Exercise aim: Repeat all of the data exactly. Leave nothing out.

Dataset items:
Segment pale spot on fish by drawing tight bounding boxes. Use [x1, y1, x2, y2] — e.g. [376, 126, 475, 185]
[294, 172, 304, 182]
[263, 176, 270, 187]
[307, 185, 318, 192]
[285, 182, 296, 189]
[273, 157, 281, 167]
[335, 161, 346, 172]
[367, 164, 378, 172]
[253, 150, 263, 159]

Exercise output:
Segment pale spot on fish by drawing tight bounding boxes. Use [x1, y1, x2, y2] — e.g. [376, 126, 475, 185]
[294, 172, 304, 182]
[263, 176, 270, 187]
[307, 185, 318, 192]
[285, 182, 296, 189]
[273, 157, 281, 167]
[335, 161, 346, 172]
[367, 164, 378, 172]
[253, 150, 263, 159]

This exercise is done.